**Set of tasks**
(A) In the GPS box build notes, which microcontroller was used in place of the original's Arduino?
(B) Pick up the GPS box build notes after their last sentence and keep writing them.

**Document**
####

Here is the schematic for the device. A reed relay was used to control power to the peripherals; in standby mode, only the PIC draws power, waiting for the button to be pressed. In this mode, the I/O ports are tristated, and the onboard oscillator is run at 31kHz instead of the usual 8MHz.

The schematic. Most components are powered off in standby mode; accessory power is controlled via the reed relay. Click for larger.

Although due to the nature of the device, large pieces of the design certainly resemble Hart’s original, I designed the box from scratch, going just from Hart’s idea of a locked box with a GPS, an LCD and a pushbutton. The original used an Arduino, but since I’m pretty much a PIC partisan, I went with a PIC18F2525-I/P microcontroller. (Dev boards like the Arduino are cool, especially if they get more people interested in prototyping — but it just seems wasteful to use a whole dev board in a project when a bare MCU will do. Each part in the design does something, this way. Besides, it’s cheaper.)

Given that the box had to not only handle operating a LCD and servo, but do GPS position (distance) calculations, I decided to program the firmware in C. (My reasoning was that rewriting my LCD and servo code in C would be easier than doing a floating-point implementation of square root in assembly. Even I’m not that fanatic — yet.)

Writing the LCD code was fairly straightforward; there are some timing constraints, but all of these are of the easily-resolved “not less than” variety. You could send commands to the LCD at a rate of one bit per century, and it should work just fine.

####

**Extracted data**
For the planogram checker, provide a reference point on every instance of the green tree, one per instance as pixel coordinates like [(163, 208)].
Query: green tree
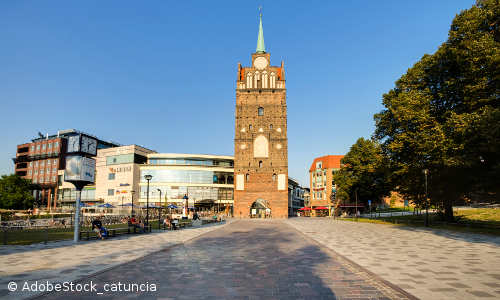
[(362, 168), (15, 192), (443, 115)]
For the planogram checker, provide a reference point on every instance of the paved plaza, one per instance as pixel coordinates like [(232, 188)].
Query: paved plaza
[(428, 263), (298, 258)]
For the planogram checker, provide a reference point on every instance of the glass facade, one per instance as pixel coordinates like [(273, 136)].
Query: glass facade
[(188, 176), (190, 161), (193, 193), (70, 194)]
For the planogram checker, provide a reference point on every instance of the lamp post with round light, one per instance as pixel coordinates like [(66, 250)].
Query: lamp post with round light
[(426, 171), (132, 192), (356, 210), (148, 178), (159, 214)]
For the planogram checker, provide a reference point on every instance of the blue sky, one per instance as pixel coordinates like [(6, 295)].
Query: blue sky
[(162, 74)]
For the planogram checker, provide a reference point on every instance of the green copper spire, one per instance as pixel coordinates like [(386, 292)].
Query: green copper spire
[(260, 40)]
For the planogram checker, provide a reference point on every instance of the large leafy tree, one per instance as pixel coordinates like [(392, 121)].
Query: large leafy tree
[(15, 192), (443, 115), (363, 167)]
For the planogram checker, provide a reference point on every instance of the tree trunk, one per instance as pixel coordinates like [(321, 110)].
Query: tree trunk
[(448, 211)]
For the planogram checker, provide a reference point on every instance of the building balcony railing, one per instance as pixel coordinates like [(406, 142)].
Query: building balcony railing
[(32, 157)]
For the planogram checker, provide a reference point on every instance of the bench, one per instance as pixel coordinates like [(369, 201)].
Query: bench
[(113, 230)]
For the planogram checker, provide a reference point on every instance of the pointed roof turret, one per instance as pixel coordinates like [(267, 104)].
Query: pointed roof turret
[(261, 48)]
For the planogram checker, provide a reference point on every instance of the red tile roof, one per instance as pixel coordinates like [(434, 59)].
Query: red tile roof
[(329, 162)]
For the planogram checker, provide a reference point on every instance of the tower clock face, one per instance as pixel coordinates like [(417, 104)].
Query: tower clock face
[(74, 143), (89, 145), (260, 63)]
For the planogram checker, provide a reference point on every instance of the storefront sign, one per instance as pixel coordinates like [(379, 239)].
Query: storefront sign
[(122, 150), (120, 169)]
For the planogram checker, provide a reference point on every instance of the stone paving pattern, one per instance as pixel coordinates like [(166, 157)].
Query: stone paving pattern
[(256, 259), (66, 261), (428, 263)]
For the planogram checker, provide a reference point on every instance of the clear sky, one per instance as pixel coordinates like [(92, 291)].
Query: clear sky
[(162, 74)]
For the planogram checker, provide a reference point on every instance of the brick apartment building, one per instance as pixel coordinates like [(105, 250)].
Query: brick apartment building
[(261, 144), (43, 160), (320, 176)]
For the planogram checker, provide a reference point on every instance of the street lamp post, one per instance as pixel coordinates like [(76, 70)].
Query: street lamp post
[(159, 214), (426, 171), (356, 209), (148, 178), (132, 192)]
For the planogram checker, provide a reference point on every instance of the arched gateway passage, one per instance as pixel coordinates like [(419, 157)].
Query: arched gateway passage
[(260, 209)]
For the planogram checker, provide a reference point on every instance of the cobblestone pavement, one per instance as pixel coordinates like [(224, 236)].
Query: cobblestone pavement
[(66, 261), (429, 263), (254, 259)]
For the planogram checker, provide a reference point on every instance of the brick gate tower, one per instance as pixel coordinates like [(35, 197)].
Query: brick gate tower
[(261, 144)]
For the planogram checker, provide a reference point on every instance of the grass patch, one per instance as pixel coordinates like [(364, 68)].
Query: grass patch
[(483, 221)]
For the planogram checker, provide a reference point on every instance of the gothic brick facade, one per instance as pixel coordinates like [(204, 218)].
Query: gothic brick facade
[(261, 144)]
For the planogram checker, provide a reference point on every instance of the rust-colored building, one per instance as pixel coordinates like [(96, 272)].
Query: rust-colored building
[(261, 144), (320, 177)]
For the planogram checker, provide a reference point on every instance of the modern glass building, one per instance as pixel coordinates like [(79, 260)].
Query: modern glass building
[(207, 180)]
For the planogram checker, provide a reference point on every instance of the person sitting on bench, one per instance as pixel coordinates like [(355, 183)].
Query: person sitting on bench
[(168, 221), (97, 227), (134, 222)]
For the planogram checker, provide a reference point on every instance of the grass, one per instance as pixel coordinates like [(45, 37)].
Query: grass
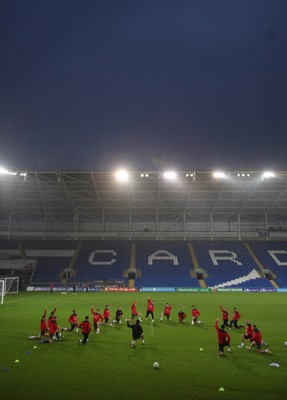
[(109, 369)]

####

**Outputs**
(A) A PIC18F2525-I/P microcontroller.

(B)
Once the LCD code was sorted out (this way, I can use printf() messages for debugging), I moved on to the servo code. This was trickier, but still fairly straightforward; with the use of a ‘scope, I could tell if the pulses were more or less the right length, and could then tweak them to make the particular servo used turn to the right angles. (Servos do vary in timing among individual units, but each unit seems reasonably consistent over time, fortunately.)

The most difficult part of the project was getting the GPS and serial code working. Without the LCD to help debug, this would have been impossible. To make a long story short, since I was running the PIC on its internal 8MHz clock, the timing was only guaranteed to within 2% or so, which turned out to be too imprecise to run the 4800 baud serial timing at spec. Instead, I had to tweak the per-bit and per-half-bit timings to make everything come out as it should — and the settings for this vary with the individual PIC used. I really ought to have included a TTL oscillator, but the PIC’s onboard oscillator turned out to be stable enough that I could tweak it into working. (Digital storage ‘scopes which can grab a frame of NMEA output and let you zoom in, checking timings and output sequences, are a wonderful invention, by the way.)

Now I had to find a suitable box. A quick eBay search turned up a broken music box that looked perfect.

The box, prior to being repurposed

Once the box arrived, I looked it over; the mainspring in the music clockwork had broken, so I didn’t feel as bad about repurposing it. (I kept the music clockwork in my parts bin anyway — I could always drive it with a motor or something.)

Next, I had to decide on a layout for the components, which meant deciding what batteries to use. I measured the current for the whole setup, and came up with about 80mA running, and very little current when dormant. At 850mAh capacity, four rechargeable NiMH AAA batteries would provide about ten hours’ runtime, which would be plenty. With the GPS, LCD, and button in the recessed lid, I decided to put the batteries and circuit there, too (to avoid running a dozen or so wires to the base.) This left only a few wires to run to the base, for the servo and debug lines.

The batteries, LCD, and opening for the GPS. (The circuit board clips on to the bottom of the LCD.)

Once the LCD and GPS openings were in place, I went about designing a locking mechanism. The local Target had a picture-hanging kit, from which I was able to bend a few metal hooks into latches. Mikal Hart’s design uses a cut chopstick as a latching mechanism, but I figured I could get away with using a servo horn directly, if it was supported solidly enough.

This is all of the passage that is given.